### [Task instructions]
Locate every line in the material below that contains the word "photo" and copy each of those lines in full.

### [Given records]
···
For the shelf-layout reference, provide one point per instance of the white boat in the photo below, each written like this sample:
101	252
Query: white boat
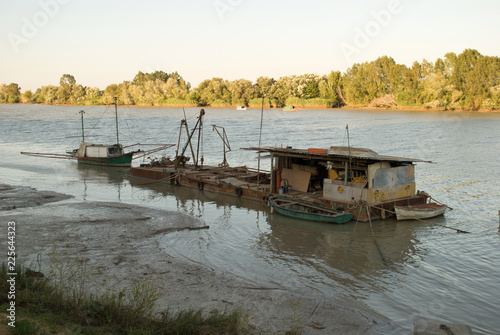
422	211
···
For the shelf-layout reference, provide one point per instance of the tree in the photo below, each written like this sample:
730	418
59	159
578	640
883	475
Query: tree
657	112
···
### [Result for this exercise]
For the shelf-layout reference, provide one point per instance of the white boat in the photo below, each written like this sample:
For the shelf-layout reference, provide one point per instance of the tree in the photo below, each written like this sample:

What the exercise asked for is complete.